Problem statement: Transcribe the records from their first line through the line that contains "<point>257,114</point>", including that line. Omit the pictures.

Records from a data collection:

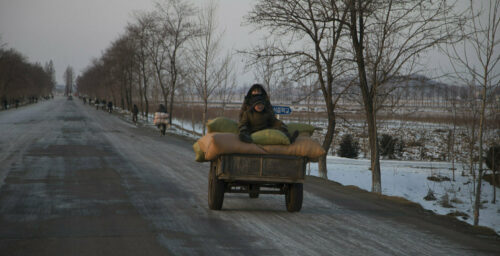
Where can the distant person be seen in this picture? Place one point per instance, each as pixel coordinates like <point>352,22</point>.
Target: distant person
<point>162,125</point>
<point>110,106</point>
<point>135,112</point>
<point>257,114</point>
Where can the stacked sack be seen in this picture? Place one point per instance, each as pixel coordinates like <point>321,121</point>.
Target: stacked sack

Solution below:
Where can the distant person be seen in this picture? Place one point per instance, each as pixel coordinates like <point>352,22</point>.
Target: distant person
<point>162,125</point>
<point>110,106</point>
<point>135,112</point>
<point>257,114</point>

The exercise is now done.